_DO THIS_: Return the lines from the line with "Find the tire;" up to and including the line with "[[53,96],[45,70],[17,75],[12,110]]", copied verbatim.

_TASK MATERIAL_:
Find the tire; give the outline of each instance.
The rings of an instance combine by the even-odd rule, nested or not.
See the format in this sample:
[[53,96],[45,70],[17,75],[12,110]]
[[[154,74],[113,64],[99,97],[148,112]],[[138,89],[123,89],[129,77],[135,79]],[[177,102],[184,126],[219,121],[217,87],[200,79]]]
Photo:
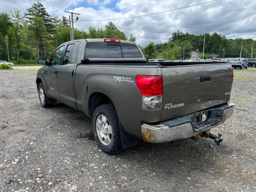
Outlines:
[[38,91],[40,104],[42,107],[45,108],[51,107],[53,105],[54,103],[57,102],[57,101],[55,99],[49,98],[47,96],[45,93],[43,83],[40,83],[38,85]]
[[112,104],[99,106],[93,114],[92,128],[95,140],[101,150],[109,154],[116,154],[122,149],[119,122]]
* * *
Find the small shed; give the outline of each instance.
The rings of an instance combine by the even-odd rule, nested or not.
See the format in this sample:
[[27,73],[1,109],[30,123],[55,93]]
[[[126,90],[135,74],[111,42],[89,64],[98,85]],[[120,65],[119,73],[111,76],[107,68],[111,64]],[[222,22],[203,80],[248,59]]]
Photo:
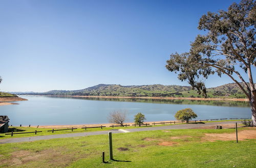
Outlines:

_TASK RESULT_:
Find the tire; give the outline of each instance.
The rings of an instance combine by the even-odd rule, nested or not.
See the format in this sample:
[[53,96],[45,70],[17,75],[12,110]]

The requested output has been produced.